Excerpts from point annotation data:
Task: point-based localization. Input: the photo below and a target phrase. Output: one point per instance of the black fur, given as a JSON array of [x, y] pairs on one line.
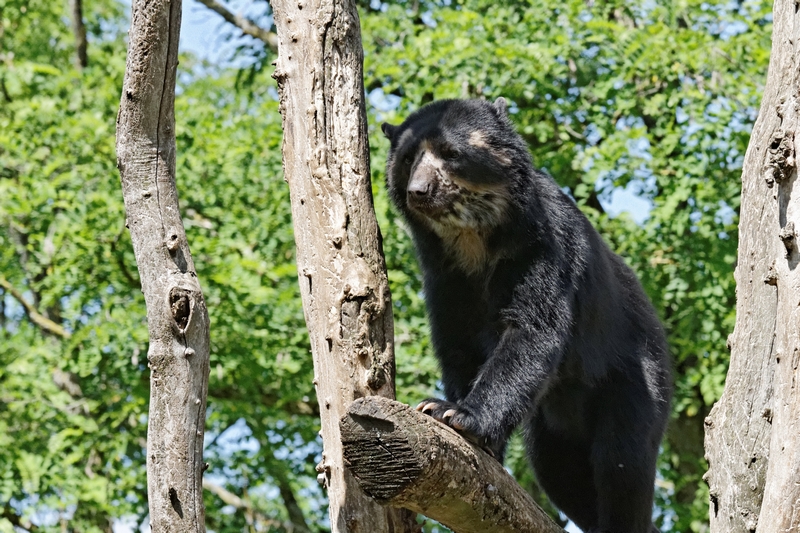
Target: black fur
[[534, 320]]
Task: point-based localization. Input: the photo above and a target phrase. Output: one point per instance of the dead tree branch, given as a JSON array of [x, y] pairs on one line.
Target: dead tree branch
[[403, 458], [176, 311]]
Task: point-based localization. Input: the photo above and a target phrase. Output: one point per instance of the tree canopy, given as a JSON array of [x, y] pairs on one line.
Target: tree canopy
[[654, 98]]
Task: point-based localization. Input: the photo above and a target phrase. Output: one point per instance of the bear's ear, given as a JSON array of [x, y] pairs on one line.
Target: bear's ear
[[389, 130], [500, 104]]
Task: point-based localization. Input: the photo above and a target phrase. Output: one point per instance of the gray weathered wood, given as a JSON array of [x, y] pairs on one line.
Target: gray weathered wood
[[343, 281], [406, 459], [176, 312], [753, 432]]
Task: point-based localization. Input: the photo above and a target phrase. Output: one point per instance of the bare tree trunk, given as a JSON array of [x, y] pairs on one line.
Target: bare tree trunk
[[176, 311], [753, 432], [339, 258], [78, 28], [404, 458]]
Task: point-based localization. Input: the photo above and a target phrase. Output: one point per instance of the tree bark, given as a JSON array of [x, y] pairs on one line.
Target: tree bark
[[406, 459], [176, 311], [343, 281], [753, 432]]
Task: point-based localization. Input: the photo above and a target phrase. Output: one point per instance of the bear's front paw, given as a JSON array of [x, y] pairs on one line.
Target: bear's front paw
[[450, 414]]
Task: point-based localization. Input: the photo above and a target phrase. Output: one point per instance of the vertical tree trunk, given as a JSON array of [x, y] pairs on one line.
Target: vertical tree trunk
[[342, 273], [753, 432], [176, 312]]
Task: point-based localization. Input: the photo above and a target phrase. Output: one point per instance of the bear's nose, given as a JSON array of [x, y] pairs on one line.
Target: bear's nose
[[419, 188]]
==
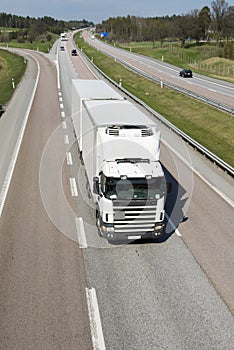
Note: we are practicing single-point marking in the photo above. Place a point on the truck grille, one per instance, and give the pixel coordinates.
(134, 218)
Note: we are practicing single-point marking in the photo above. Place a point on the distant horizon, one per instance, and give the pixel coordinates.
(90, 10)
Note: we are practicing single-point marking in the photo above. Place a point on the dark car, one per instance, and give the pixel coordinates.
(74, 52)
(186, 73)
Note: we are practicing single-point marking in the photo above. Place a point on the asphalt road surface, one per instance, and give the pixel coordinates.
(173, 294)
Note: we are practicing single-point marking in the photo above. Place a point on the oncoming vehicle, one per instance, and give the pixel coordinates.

Problem requirements: Convert the material above, everything from the line containing "Task: point-based localization. Input: the photo below" down to the line containing "[[403, 458], [176, 311]]", into a Markdown table with the columns No. and Text, one numbered row per line. Skip blank lines and leave the pictures out.

Written answer:
| No. | Text |
|---|---|
| 1 | Task: point-based localization. Input: the photo below and a target phrase. Output: one point per instance of the black fur, given as a JSON array of [x, y] pairs on one line. |
| 2 | Target: black fur |
| 3 | [[534, 320]] |
| 4 | Task: point-based localization. Input: the photo above and a target phrase. Output: one point per instance of the dead tree branch, given as a JSON array of [x, y] pairs on one line. |
| 5 | Target: dead tree branch |
| 6 | [[403, 458], [176, 311]] |